# DATA FOR THIS EXERCISE
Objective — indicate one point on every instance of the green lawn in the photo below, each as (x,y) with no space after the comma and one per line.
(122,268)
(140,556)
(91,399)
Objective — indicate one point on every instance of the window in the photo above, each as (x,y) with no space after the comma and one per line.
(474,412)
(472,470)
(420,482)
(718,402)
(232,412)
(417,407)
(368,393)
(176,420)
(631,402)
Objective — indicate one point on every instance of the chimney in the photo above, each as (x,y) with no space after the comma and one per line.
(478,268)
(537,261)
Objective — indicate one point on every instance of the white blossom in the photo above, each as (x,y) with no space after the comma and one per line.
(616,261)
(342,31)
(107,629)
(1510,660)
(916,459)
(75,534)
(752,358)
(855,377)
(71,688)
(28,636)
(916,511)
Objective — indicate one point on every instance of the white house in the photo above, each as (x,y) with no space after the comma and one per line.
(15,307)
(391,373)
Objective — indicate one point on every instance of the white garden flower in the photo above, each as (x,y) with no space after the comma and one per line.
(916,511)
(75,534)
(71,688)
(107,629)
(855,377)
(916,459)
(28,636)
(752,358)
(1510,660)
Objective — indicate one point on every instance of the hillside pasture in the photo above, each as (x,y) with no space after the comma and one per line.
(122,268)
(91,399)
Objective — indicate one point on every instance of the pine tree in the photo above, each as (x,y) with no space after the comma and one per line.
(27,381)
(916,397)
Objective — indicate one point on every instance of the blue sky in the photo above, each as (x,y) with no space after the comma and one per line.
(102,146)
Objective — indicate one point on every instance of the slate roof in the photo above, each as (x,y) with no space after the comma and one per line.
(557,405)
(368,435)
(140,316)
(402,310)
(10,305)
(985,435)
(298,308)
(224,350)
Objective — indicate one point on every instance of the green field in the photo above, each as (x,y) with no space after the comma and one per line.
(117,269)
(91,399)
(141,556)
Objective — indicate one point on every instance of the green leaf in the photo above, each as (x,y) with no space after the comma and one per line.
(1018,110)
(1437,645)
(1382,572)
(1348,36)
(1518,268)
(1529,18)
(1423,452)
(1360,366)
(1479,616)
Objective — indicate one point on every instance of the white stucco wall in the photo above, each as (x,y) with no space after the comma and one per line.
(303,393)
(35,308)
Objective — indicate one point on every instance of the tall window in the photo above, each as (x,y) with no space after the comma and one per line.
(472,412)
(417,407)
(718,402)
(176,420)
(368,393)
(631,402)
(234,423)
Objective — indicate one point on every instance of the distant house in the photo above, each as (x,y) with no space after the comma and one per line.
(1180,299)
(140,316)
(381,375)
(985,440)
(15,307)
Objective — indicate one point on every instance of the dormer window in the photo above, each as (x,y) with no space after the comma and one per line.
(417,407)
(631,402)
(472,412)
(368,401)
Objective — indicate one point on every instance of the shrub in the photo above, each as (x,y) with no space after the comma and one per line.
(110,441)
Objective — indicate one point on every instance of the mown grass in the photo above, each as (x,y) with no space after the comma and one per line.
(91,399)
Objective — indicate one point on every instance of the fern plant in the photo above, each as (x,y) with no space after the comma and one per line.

# WRITTEN PROBLEM
Starting at the line that contains "the green field", print every line through the end of the listing, word for word. Leave out all the rest.

# WRITTEN SOLUTION
Objective — indicate one point on every instance of the green field in the photo above, each as (x,y) with no space after the comma and one per line.
(117,269)
(91,399)
(141,556)
Objective — indicate one point on every instance of the green leaf in the photo above, each as (x,y) with no space after the comma and one per line.
(1018,110)
(1437,645)
(1382,572)
(1348,36)
(1518,268)
(1529,18)
(1423,452)
(1360,366)
(1479,616)
Objective — indicate one point on every instance of the white stucco wall in the photo above, each as (x,y) with no space after the comma and one per line.
(303,393)
(35,308)
Objective — indicate one point on every instance of the tall window in the photo above, each as (x,y) with no space after the comma and one per line.
(472,412)
(417,407)
(718,402)
(176,420)
(368,393)
(631,402)
(234,423)
Objective — indicate one point on every instance of the distant house in the photo above, each as (x,y) with no space after the comma and one per line.
(1180,299)
(140,316)
(381,375)
(985,440)
(15,307)
Objective — indicate one point on every instance of the dormer window in the photo above, each as (x,y) with no space after the comma and one per line.
(417,407)
(631,402)
(472,412)
(368,401)
Objective — indicate one point on every instance of the shrub in the photo above, each as (x,y) with no space after the comma and one per line.
(110,441)
Objective — indicate one point on every instance of the mown grass in the photo above, each as (x,y) with no space after the comma and one per line.
(91,399)
Objective — indicate one point on every instance of the fern plant in the photo above, each as (x,y) with no space after the comma and one per line.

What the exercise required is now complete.